(Available data Opens)

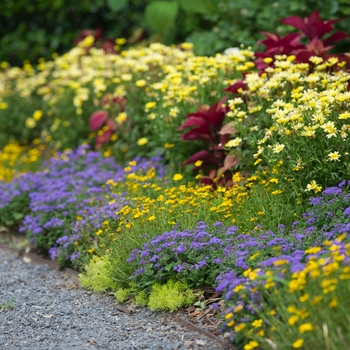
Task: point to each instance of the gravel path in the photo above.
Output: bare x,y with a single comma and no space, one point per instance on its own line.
46,309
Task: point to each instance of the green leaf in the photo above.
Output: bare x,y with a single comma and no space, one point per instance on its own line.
117,5
204,7
161,16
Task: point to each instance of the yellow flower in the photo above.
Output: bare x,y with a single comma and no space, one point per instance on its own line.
298,344
142,141
169,145
311,186
306,327
233,143
140,83
276,192
333,156
120,41
313,250
304,297
150,105
239,327
278,148
37,115
30,123
177,177
257,323
333,303
121,117
3,105
292,320
251,345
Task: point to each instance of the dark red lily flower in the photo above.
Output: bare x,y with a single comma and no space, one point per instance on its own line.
205,123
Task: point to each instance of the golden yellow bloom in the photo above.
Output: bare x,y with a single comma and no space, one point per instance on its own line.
140,83
3,105
233,143
311,186
333,156
292,320
278,148
333,303
257,323
37,115
177,177
120,41
298,344
251,345
305,327
169,145
142,141
150,105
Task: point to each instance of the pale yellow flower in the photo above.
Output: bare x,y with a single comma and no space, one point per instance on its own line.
142,141
177,177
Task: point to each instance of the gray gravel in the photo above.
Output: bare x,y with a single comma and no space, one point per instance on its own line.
50,311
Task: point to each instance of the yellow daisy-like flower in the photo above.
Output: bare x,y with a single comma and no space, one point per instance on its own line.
251,345
30,123
140,83
306,327
37,115
278,148
150,105
311,186
142,141
3,105
233,143
177,177
169,145
333,156
298,344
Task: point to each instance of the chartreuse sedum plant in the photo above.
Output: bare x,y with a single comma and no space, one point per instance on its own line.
97,275
294,117
296,306
162,297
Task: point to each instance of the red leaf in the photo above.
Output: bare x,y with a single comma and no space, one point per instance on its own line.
203,155
97,120
227,129
335,37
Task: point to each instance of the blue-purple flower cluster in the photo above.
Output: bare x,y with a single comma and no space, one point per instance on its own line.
69,194
219,255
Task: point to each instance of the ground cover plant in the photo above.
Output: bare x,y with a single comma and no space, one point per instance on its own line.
259,208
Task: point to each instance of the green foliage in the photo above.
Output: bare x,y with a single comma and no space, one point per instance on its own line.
97,275
11,216
141,298
237,22
170,296
40,28
161,15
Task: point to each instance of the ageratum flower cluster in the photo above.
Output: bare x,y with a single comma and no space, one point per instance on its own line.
67,195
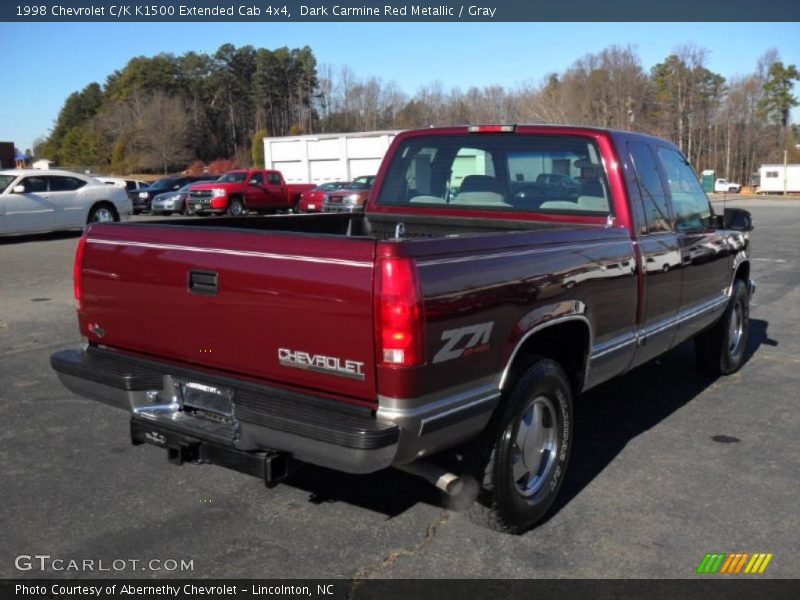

(Available data Closes)

*What you will do*.
Search the data for the string "gravel" and copy every line where it appears.

*Problem solution*.
Task: point to each instance of the gravel path in the photo above.
Task: point to each instance of the gray gravel in the photo above.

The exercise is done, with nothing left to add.